GIVEN REQUEST>
Copy the listing below word for word, from the line with "Scan the scene above for any white background" to the line with "[293,206,311,215]", including both of those lines. Leave any pictures out of your copy.

RECORDS SHOWN>
---------------
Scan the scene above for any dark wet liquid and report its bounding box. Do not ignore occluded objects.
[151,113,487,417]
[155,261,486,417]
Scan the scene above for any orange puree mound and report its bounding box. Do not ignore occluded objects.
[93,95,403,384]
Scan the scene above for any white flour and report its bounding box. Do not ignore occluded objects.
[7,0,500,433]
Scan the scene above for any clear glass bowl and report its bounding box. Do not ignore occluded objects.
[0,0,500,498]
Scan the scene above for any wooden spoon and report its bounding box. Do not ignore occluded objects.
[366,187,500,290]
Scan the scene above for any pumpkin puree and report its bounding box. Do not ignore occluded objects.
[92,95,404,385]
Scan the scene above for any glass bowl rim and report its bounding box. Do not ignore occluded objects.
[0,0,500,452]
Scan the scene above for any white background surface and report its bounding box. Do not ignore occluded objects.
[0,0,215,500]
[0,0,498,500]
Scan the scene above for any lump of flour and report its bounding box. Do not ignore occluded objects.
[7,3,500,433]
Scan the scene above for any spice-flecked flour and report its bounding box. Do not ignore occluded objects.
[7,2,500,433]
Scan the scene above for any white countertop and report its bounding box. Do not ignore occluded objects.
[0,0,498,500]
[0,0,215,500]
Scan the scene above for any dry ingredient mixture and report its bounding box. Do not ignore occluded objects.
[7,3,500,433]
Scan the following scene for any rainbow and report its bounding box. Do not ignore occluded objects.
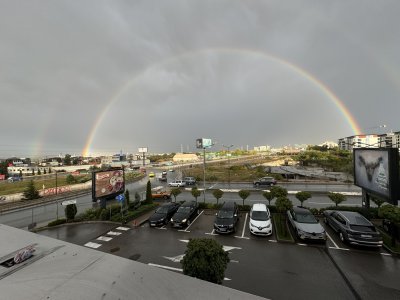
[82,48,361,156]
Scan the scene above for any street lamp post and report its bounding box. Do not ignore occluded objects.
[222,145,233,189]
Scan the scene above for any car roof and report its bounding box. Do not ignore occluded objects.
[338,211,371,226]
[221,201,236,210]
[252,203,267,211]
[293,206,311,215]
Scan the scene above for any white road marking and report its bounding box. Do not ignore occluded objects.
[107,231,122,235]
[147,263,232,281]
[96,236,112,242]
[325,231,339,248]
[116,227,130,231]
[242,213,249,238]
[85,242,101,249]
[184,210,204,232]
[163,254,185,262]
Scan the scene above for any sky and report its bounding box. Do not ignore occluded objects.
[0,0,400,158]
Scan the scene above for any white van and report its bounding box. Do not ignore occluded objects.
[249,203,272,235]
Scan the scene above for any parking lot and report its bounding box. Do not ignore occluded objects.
---------------
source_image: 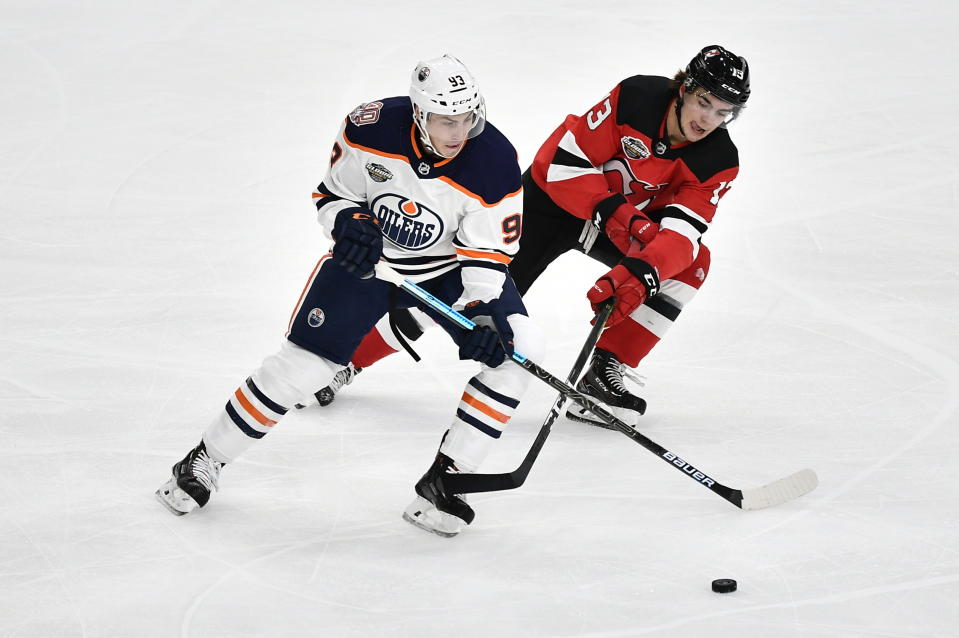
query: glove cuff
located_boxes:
---------------
WRITTEN ANSWER>
Scan the scene above for any white background surface and report its bounding box. Do not ignore occluded objects.
[0,0,215,500]
[0,0,498,500]
Scan the scene above for any lump of flour and report its bounding box. Do not ignore occluded objects.
[7,3,500,433]
Scan the scene above for any spice-flecked flour and report its bounding box. Do not ignore occluded objects.
[7,2,500,433]
Scan the scene above for any white countertop and report its bounding box. Do not ignore occluded objects.
[0,0,498,500]
[0,0,215,500]
Scan the scene above for any dry ingredient mixture and report its bounding box. Do not ignore occluded objects.
[7,3,500,433]
Scan the following scene for any rainbow and report its bounding box. Do not ignore occluded objects.
[82,48,361,156]
Scan the scene above for any street lamp post and report its bounding box. Do not ignore occluded objects.
[222,145,233,189]
Scan the scene above for any car roof and report its bounding box. Do not ignore occluded objects.
[338,211,371,226]
[221,201,236,210]
[252,203,267,211]
[293,206,311,215]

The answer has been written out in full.